Task goal: An exact copy of the listing is needed, with every line kept.

Dataset extract:
········
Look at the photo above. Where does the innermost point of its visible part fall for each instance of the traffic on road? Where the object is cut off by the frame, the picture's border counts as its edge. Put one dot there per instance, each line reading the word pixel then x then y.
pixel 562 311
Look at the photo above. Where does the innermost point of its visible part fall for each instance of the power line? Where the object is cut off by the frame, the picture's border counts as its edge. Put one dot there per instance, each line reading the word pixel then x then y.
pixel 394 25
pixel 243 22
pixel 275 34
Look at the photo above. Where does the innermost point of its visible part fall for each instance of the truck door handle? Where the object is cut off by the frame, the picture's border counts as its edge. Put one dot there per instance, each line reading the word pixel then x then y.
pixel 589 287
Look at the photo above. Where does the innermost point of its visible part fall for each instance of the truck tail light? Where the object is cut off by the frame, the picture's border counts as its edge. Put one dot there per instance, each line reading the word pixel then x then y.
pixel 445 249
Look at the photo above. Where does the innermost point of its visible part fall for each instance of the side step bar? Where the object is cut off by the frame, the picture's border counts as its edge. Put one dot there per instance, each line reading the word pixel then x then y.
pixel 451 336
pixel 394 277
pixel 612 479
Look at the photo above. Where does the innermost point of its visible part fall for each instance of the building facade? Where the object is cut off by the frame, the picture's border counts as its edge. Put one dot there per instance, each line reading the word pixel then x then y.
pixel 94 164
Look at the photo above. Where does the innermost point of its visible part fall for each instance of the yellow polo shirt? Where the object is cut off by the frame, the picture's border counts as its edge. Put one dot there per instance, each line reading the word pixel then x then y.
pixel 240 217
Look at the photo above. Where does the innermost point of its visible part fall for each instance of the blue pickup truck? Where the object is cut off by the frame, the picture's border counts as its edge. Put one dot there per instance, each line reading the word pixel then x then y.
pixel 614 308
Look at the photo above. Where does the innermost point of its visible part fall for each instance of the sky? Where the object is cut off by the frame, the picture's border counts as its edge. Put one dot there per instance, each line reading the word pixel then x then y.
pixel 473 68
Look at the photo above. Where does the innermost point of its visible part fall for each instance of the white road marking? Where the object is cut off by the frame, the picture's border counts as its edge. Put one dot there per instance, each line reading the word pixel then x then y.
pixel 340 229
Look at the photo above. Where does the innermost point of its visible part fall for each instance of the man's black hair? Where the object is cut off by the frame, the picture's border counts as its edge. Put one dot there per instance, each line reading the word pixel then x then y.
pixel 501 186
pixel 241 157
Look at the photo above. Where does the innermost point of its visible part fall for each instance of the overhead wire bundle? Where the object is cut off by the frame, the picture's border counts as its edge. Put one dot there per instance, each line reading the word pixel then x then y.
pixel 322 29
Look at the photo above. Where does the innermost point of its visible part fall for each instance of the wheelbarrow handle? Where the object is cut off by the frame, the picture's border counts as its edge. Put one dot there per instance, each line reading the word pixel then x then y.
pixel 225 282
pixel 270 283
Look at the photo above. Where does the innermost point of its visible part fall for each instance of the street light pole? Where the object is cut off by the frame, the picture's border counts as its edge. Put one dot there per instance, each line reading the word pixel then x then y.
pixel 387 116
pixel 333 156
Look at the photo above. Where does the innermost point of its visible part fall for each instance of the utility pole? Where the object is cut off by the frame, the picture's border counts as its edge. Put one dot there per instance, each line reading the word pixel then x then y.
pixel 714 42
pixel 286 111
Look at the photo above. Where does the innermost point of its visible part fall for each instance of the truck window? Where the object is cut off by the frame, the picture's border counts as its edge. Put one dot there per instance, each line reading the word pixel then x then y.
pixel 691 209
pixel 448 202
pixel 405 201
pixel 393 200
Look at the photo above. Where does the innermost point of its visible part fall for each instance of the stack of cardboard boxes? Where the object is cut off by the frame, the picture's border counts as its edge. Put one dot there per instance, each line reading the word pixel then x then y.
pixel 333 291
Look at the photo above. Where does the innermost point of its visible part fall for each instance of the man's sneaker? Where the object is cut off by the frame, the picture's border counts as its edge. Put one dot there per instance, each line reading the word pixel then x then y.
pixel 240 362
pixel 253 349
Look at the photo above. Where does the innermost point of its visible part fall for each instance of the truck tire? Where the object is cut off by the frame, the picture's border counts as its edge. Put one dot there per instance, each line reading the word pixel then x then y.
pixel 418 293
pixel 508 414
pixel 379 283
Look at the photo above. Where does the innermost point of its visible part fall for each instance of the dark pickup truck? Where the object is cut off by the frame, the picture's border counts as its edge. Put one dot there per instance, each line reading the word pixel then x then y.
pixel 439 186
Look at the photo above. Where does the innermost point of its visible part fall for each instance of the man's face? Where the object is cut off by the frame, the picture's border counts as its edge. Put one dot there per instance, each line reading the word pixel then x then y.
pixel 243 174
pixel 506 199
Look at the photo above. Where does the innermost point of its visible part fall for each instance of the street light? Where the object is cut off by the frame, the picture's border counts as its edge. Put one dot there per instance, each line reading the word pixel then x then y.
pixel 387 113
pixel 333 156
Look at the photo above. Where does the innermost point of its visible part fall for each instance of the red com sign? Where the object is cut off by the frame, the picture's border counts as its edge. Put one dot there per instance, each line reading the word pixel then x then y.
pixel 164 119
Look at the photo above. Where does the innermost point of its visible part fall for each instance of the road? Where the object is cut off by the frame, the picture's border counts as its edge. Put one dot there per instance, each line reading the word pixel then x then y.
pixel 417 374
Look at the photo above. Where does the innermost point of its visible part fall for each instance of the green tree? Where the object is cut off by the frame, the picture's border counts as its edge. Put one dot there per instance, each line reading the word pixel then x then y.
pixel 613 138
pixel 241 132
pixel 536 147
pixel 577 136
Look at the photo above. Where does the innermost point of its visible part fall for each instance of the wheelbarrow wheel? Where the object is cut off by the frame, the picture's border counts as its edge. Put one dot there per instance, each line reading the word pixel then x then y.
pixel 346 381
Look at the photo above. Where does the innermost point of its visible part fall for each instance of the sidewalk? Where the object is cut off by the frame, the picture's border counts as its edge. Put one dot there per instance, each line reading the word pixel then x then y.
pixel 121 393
········
Solution:
Look at the photo above. Where does the innermost point of its visible part fall for each instance of the traffic on road? Where the object is cut off by the frame, the picture's border counts as its edge. Put one dot there per instance, each line reading the word pixel then x then y.
pixel 562 311
Look at the photo above. Where does the innermost point of its visible part fall for each instance of the power line? Where the object is cut off by the frame, the picture's border counts as its edge. Put one dot there per instance, each line reading the word pixel then x then y.
pixel 394 25
pixel 243 22
pixel 275 34
Look at the photo above. Where does the innermost point of its visible part fall for each instance of the truck door handle? Where the object is cut off by the frame, the picture's border counts as its edge. Put one dot there per instance, each line reading the word pixel then x then y.
pixel 589 287
Look at the photo above. Where does the innermost point of its visible part fall for each instance of the truck tail light? Where the object is cut off by the frame, the picture's border counts as its edge. Put one dot there per instance, each line reading the word pixel then x then y.
pixel 445 249
Look at the photo above. Where does the innermost point of its visible part fall for each instance of the side step bar? Where the object is cut off by the frame, the picture's border counts as its edge. Put one dot there per instance, each line reading the word pixel then x then y.
pixel 451 336
pixel 394 277
pixel 612 479
Look at the photo above. Where does the innermost point of its visible part fall for each instance of the building facade? Where the object is cut off by the frame, the picture's border counts as its edge. Put one dot there per instance, each line reading the word pixel then x then y.
pixel 94 164
Look at the photo above. Where does the innermost point of its visible part fall for each instance of the yellow polo shirt? Where the object is cut off by the frame, the picture's border counts as its edge. Put one dot there per instance, each line reading the word pixel then x then y.
pixel 240 217
Look at the photo above. Where does the innermost point of its visible part fall for each instance of the blue pickup truck? Where the object is cut off by the frame, the picture's border counts as its edge. Put one dot there per instance, each line reading the word pixel then x then y.
pixel 614 308
Look at the photo above. Where does the innermost point of its visible part fall for each instance of the sky? Where the object is cut off by the frame, the picture's border counts as its edge. Put one dot there per instance, each line reading the word pixel then x then y.
pixel 473 68
Look at the photo above. Where does the innermost point of its visible part fall for each instance of the white road marking? Where the object is cut off by the frame, the picture's border counts as its edge. Put one dot there per instance, each line reading the word pixel then x then y.
pixel 340 229
Look at the photo above. Where does the innermost point of its visible part fall for each instance of the man's black hair? Where the object is cut off by the frame, the picture's border counts as its edge. Put one dot there per instance, each line reading the word pixel then x then y.
pixel 501 186
pixel 241 157
Look at the photo above. Where does the innermost point of its visible part fall for each instance of the overhead wire bundle? Where the object is cut off by the frame, the picture's border counts as its edge. Put one dot there per instance, each line reading the word pixel then x then y.
pixel 322 29
Look at the photo above. Where does the innermost point of its visible part fall for each instance of the wheelbarrow handle? Where the object is cut off by the frame, the picture's border counts as its edge. Put one dot there per instance, each line reading the word pixel then x then y.
pixel 225 282
pixel 270 283
Look at the photo above. Where does the innermost point of its visible part fall for each instance of the street light pole? Where the object is cut off by the frame, the picture's border counts as its edge. Put one dot there per instance, each line reading the word pixel then x then y.
pixel 387 116
pixel 333 156
Look at the photo above. Where does the innermost point of its visible part fall for each instance of the utility pole? Where the object is cut off by the frame, the picture's border counts as its edge. Put one dot there per instance, each line reading the word pixel then x then y.
pixel 714 42
pixel 286 111
Look at the photo above. Where does the innermost point of its visible part fall for each instance of the truck window? Where the object is cut off by the frame, the picture's border counts as its edge. Put one dot there per instance, each line reading the word pixel then x then y.
pixel 691 209
pixel 448 202
pixel 405 201
pixel 393 200
Look at the photo above. Where does the innermost point of its visible part fall for each instance of the stack of cardboard boxes? Where the object is cut off by the frame, the picture's border counts as its edge. Put one dot there per instance, each line reading the word pixel then x then y.
pixel 333 291
Look at the photo above. Where does the innermost point of its visible part fall for each instance of the man's sneaker? Where the object is cut off by the frame, the picture's border counts as its edge. Put one dot there per instance, each line reading the word pixel then x then y.
pixel 240 362
pixel 253 349
Look at the photo above. Where does the innermost point of its visible part fall for each instance of the truck tire? Where the object is cut off by the frame, the picture's border counts as its edge. Put one dot there per instance, each line reading the word pixel then x then y.
pixel 418 293
pixel 508 414
pixel 379 283
Look at the photo above. Where does the innermost point of its visible part fall for each instance of the dark pickup truck? Where the object is cut off by the frame, the picture's border counts as its edge. Put one dot there per instance, each line reading the word pixel then x then y.
pixel 439 186
Look at the photo above. Where does the innermost point of its visible part fall for each instance of the man's face? Where the object is cut off by the frame, the picture's border counts as its edge. Put one dot there per instance, each line reading the word pixel then x then y.
pixel 243 174
pixel 506 199
Look at the photo above. Where does the innermost point of its visible part fall for each instance of the street light? Where the object is cut off by the frame, the picture's border counts as its edge. Put one dot there per instance, each line reading the word pixel then x then y.
pixel 387 113
pixel 333 156
Look at the photo above. Where does the innermost point of its visible part fall for each instance of the red com sign? Where the object is cut off by the frame, the picture's border counts as its edge. Put one dot there per instance, each line reading the word pixel then x then y.
pixel 164 119
Look at the photo above. Where does the innermost point of its visible part fall for each instance of the road? Where the object is cut off by the frame, the picture's border counts as its edge. Put one dot there per instance, each line reading the word pixel then x then y.
pixel 417 374
Look at the photo above. Where does the innermost point of its visible part fall for each instance of the green tree? Where the object is cut off by the frame, the picture's border counts as its edge. Put one dot there per instance, each line reading the word pixel then x then y.
pixel 613 138
pixel 241 132
pixel 536 147
pixel 577 136
Look at the photo above. Where does the innermost point of its visible part fall for each instance of the wheelbarrow wheel? Where the object is cut off by the frame, the picture's border counts as its edge. Put one dot there per instance, each line reading the word pixel then x then y.
pixel 346 381
Look at the photo above. Where does the innermost point of its visible part fall for each instance of the sidewalk? Where the object is cut off by the frame, the picture's border counts as its edge. Put one dot there per instance, each line reading the word pixel then x then y.
pixel 121 393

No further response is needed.